United States District Court, W.D. Kentucky, Paducah Division

March 17, 2015

CARLA CLIPPARD, as Administrator of the Estate of Timothy Clippard and CARLA CLIPPARD, Individually, Plaintiffs,
v.
YAMAHA MOTOR CORPORATION, U.S.A. and YAMAHA MOTOR CO., LTD., Defendants.

MEMORANDUM OPINION AND ORDER

LANNY KING, Magistrate Judge.

On January 23, 2015, the undersigned Magistrate Judge held a telephonic conference with the parties regarding a discovery dispute in this products liability action involving death by outboard boat motor. Although the parties generally agreed that some type of protective order would likely be appropriate to protect Defendant's proprietary motor design drawings, test reports, and other trade secrets, they disputed whether the protective order should be of the "sharing" or "non-sharing" variety. The Court granted Defendant leave to file a motion for a non-sharing protective order. The motion, response, and reply are at DN 35, 36, and 39. This matter is ripe for determination.

Because Plaintiff has failed to demonstrate a need to share the confidential information that Defendant will provide to her during discovery in this case with similarly-situated plaintiffs in other cases, the Court will accept Defendant's proposed non-sharing provision and ask the parties to return to negotiations of a mutually-agreeable protective order. Accordingly, Defendant's motion will be GRANTED in part and DENIED in part.

The mutually-rejected proposals

Plaintiff's proposed sharing protective order, which Defendant rejected, is at DN 36-4, pp. 2-3; and Defendant's proposed non-sharing protective order, which Plaintiff rejected, is at DN 35-6.

According to Plaintiff's proposal, the scope of "confidential" information should be limited to "test reports and overall design drawings for the motor in question." DN 36-4, Paragraph 1. As to sharing, the confidential information: "shall not be disclosed or provided to any of Yamaha's competitors or to any public source including media, and internet sources." DN 36-4, Paragraph 2. However, Plaintiff and/or her attorney would be free to share confidential information with attorneys, consultants, and experts "involved in this litigation" and - what is the focus of the present controversy - with "attorneys presently or formerly involved in litigation against Yamaha which contain similar defect allegations." Paragraph 3.

[Stored rows]
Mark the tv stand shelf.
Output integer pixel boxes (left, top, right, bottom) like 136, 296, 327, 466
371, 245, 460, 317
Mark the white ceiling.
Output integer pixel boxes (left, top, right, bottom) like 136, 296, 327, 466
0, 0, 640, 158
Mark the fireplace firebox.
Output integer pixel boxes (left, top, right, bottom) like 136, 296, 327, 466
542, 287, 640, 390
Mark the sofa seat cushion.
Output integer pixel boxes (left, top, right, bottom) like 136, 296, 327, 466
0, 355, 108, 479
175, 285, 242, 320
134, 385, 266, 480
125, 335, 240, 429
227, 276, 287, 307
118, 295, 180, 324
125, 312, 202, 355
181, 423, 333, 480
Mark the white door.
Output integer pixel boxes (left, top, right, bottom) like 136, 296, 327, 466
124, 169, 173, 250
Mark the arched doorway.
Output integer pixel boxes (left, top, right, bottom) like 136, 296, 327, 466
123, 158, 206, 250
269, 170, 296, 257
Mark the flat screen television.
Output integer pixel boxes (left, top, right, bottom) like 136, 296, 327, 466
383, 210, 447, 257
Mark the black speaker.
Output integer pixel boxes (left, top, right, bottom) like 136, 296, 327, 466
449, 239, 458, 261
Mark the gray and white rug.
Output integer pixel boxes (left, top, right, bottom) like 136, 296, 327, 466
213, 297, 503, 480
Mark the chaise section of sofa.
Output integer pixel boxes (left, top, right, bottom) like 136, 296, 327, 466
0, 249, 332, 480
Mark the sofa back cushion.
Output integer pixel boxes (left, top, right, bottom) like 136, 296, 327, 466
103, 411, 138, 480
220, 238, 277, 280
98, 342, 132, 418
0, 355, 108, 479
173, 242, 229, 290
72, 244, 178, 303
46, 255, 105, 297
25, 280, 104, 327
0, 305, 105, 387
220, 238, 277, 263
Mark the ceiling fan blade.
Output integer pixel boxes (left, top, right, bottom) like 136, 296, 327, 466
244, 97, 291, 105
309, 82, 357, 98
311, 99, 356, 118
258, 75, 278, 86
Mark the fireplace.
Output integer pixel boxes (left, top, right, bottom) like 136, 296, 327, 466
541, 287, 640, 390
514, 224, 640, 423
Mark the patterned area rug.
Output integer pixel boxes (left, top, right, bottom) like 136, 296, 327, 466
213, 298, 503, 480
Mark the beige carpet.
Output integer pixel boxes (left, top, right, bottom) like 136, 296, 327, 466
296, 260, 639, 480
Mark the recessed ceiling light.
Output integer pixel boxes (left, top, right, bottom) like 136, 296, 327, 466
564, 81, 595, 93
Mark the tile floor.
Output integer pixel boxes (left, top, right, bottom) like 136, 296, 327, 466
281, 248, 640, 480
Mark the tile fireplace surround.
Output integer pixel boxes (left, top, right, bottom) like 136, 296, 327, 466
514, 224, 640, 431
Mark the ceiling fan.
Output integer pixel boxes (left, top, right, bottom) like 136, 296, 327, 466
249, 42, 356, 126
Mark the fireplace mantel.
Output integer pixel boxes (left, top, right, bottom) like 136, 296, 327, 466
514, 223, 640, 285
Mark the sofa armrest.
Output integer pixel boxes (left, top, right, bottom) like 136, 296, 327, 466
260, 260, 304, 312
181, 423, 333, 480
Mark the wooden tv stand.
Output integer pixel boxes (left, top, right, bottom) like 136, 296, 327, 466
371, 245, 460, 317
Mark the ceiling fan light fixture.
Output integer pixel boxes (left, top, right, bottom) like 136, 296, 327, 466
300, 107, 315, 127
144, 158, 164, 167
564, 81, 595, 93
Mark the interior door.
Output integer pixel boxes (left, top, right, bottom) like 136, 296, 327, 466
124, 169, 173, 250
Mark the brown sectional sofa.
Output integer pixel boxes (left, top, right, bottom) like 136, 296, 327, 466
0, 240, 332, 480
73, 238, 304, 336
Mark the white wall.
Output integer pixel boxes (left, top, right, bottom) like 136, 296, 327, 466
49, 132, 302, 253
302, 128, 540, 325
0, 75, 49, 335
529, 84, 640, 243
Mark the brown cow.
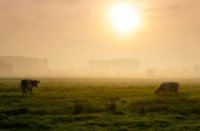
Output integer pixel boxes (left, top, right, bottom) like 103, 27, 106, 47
20, 80, 40, 95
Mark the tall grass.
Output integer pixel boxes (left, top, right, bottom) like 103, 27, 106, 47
0, 79, 200, 131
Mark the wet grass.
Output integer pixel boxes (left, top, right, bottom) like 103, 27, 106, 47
0, 79, 200, 131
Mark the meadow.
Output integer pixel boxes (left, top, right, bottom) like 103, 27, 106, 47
0, 78, 200, 131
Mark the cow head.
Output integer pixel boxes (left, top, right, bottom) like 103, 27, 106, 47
155, 89, 159, 94
33, 80, 40, 87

[Work to do]
• 1. What is this sentence from the court opinion in Spanish: "The Court granted Defendant leave to file a motion for a non-sharing protective order."
• 2. Could you recast the part of the entries that opens with the line containing "Mark the wet grass." and closes with the last line of the entries as a numbered list, leaving out any blank lines?

[Answers for this exercise]
• 1. El Tribunal concedió al demandado autorización para presentar una moción solicitando una orden de protección sin intercambio de información.

• 2.
1. Mark the wet grass.
2. Output integer pixel boxes (left, top, right, bottom) like 103, 27, 106, 47
3. 0, 79, 200, 131
4. Mark the meadow.
5. Output integer pixel boxes (left, top, right, bottom) like 103, 27, 106, 47
6. 0, 78, 200, 131
7. Mark the cow head.
8. Output integer pixel boxes (left, top, right, bottom) like 103, 27, 106, 47
9. 155, 89, 159, 94
10. 33, 80, 40, 87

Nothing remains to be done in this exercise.